:: Objective ::
Arrange the lines below as a Markdown table with two columns, Row and Line, giving each line a row number and leaving out any blank lines.

>> BEGIN Provided data

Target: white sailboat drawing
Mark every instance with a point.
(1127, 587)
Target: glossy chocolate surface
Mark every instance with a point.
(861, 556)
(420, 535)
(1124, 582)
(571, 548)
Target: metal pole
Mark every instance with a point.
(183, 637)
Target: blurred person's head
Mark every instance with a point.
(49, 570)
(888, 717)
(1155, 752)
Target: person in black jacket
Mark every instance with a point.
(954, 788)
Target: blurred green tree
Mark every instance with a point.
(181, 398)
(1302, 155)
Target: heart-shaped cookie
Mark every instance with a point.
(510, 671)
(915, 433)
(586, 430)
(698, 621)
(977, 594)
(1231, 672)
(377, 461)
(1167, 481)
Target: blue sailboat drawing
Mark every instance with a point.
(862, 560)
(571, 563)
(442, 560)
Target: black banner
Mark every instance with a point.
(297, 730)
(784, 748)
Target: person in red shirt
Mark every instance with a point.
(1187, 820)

>> END Provided data

:: Expected answer ::
| Row | Line |
|---|---|
| 1 | Target: white sailboat drawing |
| 2 | Mark every instance with a point. |
| 3 | (1127, 587) |
| 4 | Target: glossy chocolate surface |
| 5 | Mark every instance with a point. |
| 6 | (861, 556) |
| 7 | (420, 535) |
| 8 | (1124, 582) |
| 9 | (571, 548) |
| 10 | Target: metal pole |
| 11 | Mark every instance with a point. |
| 12 | (183, 637) |
| 13 | Target: blurred person's head |
| 14 | Mark every instance with a point. |
| 15 | (49, 570) |
| 16 | (888, 717) |
| 17 | (1155, 752) |
| 18 | Target: person in black jacket |
| 19 | Mark every instance with a point. |
| 20 | (954, 788) |
| 21 | Target: blurred green tree |
| 22 | Mark every instance with a point. |
| 23 | (181, 398) |
| 24 | (1302, 155) |
| 25 | Target: heart-shaped cookie |
| 26 | Mark every instance with a point. |
| 27 | (510, 671) |
| 28 | (915, 433) |
| 29 | (586, 430) |
| 30 | (698, 621) |
| 31 | (977, 594) |
| 32 | (1231, 672) |
| 33 | (377, 461) |
| 34 | (1167, 481) |
| 35 | Target: blue sailboat drawing |
| 36 | Mark every instance with a point. |
| 37 | (862, 560) |
| 38 | (571, 563) |
| 39 | (442, 560) |
| 40 | Target: black banner |
| 41 | Mark every instance with a point. |
| 42 | (297, 730) |
| 43 | (784, 748) |
| 44 | Target: person in red shirt |
| 45 | Mark every instance with a point. |
| 46 | (1187, 820) |